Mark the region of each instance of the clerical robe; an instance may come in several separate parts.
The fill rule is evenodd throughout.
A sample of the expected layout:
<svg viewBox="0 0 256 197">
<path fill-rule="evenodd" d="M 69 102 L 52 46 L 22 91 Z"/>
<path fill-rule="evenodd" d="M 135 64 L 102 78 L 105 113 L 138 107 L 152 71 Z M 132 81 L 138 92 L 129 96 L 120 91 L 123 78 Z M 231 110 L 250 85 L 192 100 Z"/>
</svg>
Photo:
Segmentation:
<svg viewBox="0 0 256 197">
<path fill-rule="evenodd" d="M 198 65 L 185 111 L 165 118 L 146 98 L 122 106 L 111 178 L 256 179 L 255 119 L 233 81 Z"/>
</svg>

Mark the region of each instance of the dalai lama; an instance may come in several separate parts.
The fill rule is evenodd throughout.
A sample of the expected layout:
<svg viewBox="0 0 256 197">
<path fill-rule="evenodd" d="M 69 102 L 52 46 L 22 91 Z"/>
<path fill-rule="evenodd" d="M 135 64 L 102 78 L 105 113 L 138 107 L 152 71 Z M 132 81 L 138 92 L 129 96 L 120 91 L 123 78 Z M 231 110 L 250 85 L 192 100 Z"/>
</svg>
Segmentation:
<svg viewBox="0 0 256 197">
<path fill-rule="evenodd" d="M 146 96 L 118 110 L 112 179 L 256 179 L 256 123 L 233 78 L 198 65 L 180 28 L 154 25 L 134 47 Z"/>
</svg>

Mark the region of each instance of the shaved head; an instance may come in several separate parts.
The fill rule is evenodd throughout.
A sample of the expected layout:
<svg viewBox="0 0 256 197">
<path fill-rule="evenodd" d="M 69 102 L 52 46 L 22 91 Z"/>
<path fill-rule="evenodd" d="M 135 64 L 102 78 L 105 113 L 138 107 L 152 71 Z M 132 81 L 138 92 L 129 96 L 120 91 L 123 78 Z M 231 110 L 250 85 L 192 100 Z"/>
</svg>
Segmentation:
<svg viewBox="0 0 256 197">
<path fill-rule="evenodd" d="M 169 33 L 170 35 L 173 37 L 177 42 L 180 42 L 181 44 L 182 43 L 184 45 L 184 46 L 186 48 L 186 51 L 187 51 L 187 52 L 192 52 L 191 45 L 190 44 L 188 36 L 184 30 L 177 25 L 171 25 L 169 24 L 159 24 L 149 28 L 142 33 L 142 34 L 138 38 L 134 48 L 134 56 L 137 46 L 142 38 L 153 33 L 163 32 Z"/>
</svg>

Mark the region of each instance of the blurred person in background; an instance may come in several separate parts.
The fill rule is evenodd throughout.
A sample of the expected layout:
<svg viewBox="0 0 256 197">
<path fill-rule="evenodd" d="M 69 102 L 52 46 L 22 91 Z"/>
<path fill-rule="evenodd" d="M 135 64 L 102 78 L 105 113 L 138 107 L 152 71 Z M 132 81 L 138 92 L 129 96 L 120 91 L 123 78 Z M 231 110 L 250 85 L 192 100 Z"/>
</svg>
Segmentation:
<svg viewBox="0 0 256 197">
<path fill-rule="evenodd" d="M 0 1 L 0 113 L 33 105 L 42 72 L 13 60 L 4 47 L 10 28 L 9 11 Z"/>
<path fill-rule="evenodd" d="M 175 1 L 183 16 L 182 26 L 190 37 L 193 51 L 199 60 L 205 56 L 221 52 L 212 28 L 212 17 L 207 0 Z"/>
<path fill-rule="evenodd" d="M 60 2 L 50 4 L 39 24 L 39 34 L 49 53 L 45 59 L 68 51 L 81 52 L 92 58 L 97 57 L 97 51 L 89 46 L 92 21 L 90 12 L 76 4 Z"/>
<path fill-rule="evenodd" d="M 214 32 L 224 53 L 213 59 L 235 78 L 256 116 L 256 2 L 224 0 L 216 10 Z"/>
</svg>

┄┄┄┄┄┄

• Exercise requirements:
How many lines in the items above contain the word "each"? Reply with the number only.

• Complete response:
4